• EXERCISE PROMPT:
Transcribe every line of the listing below without alteration.
BEGIN MATERIAL PROVIDED
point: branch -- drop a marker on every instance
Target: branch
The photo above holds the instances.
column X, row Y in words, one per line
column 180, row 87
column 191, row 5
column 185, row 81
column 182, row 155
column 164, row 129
END MATERIAL PROVIDED
• SOLUTION FOR THIS TASK:
point: branch -- drop a marker on every instance
Target: branch
The photo above holds the instances.
column X, row Y in words, one per line
column 180, row 87
column 191, row 5
column 185, row 81
column 182, row 155
column 164, row 129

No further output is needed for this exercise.